YOUR OBJECTIVE: Show, from the entries below, every line in which "forehead" appears.

****************************************

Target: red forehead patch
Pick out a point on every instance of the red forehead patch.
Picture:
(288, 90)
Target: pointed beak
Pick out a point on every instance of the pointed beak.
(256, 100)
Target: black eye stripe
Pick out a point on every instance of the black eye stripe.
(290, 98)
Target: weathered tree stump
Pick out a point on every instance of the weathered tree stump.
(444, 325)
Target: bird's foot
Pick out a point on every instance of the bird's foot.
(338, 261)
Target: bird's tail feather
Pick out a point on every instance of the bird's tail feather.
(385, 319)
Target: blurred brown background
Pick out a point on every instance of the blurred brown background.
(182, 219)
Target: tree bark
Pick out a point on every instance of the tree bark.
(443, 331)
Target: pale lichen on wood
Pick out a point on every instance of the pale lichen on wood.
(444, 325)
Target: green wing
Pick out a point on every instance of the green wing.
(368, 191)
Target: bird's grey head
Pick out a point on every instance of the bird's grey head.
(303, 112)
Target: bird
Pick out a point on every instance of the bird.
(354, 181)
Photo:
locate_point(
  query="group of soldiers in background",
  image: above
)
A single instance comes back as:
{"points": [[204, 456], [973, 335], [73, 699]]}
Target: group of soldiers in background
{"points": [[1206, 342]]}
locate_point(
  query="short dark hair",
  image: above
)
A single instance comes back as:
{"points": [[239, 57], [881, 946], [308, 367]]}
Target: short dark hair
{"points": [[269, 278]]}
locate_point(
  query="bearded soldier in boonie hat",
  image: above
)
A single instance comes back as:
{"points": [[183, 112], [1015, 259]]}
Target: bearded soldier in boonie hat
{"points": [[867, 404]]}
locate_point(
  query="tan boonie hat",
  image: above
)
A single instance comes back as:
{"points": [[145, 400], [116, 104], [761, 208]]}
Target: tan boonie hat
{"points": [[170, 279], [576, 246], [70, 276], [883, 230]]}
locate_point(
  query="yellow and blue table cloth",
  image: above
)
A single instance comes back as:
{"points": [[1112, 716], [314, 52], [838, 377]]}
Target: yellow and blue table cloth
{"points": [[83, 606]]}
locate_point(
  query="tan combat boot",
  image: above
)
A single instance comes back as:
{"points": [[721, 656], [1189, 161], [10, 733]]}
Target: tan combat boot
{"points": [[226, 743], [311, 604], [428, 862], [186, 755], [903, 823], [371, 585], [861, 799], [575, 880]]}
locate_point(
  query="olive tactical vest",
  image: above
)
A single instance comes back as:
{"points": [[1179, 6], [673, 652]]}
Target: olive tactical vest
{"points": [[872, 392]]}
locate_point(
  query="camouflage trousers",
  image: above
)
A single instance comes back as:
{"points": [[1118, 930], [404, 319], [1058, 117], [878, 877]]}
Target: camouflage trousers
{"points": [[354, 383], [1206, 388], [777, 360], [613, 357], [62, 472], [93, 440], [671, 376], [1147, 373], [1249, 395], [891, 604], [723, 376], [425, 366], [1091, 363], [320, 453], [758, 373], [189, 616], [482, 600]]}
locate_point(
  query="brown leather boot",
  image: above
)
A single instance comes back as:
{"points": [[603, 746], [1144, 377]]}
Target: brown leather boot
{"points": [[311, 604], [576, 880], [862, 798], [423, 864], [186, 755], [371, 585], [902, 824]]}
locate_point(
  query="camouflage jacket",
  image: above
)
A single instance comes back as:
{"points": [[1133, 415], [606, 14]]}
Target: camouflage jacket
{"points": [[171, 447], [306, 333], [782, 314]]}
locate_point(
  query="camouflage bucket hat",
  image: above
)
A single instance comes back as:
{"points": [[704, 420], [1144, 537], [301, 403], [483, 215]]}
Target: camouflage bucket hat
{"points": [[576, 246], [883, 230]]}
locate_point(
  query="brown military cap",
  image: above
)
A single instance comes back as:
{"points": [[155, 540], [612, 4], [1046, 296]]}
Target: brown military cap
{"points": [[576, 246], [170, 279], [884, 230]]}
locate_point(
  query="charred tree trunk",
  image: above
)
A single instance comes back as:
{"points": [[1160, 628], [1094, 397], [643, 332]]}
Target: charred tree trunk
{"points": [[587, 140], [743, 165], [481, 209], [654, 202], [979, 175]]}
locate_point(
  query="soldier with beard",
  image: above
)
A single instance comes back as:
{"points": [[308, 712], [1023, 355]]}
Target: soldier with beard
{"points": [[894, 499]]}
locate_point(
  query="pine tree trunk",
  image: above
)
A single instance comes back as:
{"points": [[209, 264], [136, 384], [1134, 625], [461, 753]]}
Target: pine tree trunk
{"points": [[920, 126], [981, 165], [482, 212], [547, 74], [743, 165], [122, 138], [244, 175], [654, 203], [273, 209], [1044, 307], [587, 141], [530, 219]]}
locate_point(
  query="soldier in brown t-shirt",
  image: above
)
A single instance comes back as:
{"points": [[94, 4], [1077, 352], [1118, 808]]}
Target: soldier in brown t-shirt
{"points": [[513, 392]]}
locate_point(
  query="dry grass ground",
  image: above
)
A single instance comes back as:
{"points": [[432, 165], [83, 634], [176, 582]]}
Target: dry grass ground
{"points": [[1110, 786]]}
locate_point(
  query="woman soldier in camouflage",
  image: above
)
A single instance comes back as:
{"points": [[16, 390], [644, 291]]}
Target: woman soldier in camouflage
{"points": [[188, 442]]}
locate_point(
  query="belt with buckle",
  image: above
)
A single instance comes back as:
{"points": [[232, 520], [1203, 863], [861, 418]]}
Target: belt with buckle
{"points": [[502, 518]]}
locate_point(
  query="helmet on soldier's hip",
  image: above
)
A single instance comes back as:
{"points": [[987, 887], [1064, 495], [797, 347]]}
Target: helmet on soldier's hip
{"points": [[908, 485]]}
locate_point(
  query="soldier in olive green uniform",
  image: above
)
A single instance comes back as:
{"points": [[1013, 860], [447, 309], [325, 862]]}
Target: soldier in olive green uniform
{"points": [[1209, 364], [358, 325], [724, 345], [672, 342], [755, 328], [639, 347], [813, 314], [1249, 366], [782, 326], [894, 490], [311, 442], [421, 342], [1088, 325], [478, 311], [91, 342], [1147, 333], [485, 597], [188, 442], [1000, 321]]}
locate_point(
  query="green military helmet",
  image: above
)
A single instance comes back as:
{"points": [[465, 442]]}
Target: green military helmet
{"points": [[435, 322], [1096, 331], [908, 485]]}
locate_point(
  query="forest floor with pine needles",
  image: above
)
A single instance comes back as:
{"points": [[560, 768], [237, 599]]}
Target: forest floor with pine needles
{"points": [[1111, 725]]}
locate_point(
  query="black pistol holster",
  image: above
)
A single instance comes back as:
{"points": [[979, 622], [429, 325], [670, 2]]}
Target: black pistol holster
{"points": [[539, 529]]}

****************************************

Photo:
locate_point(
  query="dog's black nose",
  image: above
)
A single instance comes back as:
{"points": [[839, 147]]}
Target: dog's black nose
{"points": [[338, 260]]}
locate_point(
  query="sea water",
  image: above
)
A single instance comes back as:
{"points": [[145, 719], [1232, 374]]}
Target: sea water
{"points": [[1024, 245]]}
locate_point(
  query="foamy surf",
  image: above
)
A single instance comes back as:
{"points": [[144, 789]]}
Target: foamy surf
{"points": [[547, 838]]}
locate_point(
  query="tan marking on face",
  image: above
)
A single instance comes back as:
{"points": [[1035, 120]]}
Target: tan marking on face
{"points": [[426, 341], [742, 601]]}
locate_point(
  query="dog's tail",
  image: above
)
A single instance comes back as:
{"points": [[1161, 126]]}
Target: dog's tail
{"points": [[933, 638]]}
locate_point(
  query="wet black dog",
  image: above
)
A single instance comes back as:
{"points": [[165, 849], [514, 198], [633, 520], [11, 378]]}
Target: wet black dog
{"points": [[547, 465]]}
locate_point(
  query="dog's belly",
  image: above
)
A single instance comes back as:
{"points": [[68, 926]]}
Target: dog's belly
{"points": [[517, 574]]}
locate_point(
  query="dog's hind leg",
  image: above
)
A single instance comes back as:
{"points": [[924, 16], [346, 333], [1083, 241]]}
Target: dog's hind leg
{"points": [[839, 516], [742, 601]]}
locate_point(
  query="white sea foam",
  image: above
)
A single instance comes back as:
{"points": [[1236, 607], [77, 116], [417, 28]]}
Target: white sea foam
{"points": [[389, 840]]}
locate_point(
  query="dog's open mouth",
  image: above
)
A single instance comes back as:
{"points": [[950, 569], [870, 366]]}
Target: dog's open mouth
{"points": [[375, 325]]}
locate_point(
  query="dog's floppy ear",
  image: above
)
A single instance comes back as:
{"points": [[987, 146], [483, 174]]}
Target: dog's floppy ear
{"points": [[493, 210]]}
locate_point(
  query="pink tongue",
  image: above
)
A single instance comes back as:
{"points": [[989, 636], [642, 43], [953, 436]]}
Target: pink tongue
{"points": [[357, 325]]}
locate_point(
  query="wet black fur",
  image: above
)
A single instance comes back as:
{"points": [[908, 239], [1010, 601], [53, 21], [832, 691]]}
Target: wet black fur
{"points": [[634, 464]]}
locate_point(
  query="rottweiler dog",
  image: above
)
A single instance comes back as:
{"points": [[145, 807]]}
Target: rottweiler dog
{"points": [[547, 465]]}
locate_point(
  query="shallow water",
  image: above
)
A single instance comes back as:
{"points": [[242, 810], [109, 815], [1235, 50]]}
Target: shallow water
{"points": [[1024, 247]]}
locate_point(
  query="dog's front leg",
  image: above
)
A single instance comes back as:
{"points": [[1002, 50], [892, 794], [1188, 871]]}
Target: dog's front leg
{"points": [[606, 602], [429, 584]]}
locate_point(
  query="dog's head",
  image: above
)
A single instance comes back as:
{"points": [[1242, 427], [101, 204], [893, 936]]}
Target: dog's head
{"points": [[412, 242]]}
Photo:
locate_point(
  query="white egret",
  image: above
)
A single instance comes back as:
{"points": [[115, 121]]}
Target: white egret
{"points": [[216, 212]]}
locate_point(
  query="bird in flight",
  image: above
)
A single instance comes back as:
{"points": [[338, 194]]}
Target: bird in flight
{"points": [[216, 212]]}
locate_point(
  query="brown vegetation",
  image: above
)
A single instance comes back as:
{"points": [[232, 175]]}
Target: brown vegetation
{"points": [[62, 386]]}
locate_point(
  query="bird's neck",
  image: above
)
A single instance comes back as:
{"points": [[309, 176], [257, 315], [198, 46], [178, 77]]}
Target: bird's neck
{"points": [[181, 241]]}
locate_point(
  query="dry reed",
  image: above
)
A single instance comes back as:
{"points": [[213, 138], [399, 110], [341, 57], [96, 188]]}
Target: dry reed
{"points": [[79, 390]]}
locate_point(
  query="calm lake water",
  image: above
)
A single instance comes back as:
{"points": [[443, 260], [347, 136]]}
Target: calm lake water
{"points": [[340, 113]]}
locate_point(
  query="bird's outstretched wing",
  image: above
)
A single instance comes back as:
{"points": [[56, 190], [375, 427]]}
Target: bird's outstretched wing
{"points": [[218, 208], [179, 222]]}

****************************************

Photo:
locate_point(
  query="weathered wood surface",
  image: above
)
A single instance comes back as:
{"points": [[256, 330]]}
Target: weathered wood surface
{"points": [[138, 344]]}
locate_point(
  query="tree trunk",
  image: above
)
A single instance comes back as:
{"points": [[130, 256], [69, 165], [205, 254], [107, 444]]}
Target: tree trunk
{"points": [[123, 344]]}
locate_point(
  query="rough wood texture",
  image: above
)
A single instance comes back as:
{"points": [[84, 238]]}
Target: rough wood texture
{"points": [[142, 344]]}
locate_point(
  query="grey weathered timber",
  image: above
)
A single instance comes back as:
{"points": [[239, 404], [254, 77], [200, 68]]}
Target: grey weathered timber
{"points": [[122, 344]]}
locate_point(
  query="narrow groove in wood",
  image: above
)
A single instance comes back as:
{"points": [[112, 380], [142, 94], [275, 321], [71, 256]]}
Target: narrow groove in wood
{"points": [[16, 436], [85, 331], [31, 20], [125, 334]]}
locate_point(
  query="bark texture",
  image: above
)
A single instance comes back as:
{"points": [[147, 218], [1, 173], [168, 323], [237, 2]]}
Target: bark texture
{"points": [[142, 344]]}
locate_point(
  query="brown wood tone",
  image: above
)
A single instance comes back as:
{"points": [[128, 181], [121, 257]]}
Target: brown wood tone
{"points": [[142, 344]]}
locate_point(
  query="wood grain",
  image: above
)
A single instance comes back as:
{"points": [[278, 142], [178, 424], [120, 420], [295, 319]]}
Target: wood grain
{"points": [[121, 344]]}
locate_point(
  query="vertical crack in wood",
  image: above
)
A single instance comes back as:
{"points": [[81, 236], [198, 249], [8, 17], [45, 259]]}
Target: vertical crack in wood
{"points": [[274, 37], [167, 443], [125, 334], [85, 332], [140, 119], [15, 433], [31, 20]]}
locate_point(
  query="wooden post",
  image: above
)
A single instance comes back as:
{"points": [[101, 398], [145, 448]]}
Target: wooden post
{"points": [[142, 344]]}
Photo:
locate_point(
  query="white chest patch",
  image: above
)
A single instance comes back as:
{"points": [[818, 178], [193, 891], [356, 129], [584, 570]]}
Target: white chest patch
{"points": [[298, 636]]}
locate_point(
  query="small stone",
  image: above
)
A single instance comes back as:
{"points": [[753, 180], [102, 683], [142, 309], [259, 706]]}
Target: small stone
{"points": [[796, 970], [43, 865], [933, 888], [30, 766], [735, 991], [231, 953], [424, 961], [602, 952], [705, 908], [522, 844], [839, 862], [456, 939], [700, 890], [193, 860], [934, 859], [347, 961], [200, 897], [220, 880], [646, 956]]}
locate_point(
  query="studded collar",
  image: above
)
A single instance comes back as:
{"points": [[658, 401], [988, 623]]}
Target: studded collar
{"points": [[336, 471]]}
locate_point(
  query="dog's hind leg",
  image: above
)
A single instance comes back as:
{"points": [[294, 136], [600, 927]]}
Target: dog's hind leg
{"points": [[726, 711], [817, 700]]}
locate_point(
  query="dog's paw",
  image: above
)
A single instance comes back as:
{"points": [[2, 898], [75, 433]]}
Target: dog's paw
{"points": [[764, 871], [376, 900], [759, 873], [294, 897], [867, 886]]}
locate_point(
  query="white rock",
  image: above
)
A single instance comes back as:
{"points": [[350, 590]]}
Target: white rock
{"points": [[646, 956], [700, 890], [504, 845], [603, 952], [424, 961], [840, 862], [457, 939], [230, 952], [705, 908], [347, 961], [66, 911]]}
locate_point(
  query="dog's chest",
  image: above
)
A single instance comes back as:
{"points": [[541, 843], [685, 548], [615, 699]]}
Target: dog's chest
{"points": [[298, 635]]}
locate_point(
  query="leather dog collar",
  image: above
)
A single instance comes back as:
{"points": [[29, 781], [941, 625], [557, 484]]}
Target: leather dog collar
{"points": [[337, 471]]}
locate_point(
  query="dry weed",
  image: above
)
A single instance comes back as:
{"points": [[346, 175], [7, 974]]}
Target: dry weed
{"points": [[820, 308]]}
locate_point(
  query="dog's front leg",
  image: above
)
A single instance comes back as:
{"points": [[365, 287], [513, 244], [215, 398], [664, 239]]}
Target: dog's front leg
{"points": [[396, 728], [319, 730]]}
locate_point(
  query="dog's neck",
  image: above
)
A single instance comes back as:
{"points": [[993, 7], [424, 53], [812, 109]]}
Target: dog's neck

****************************************

YOUR RESPONSE:
Target: red forehead patch
Pick out a point on every instance of the red forehead patch.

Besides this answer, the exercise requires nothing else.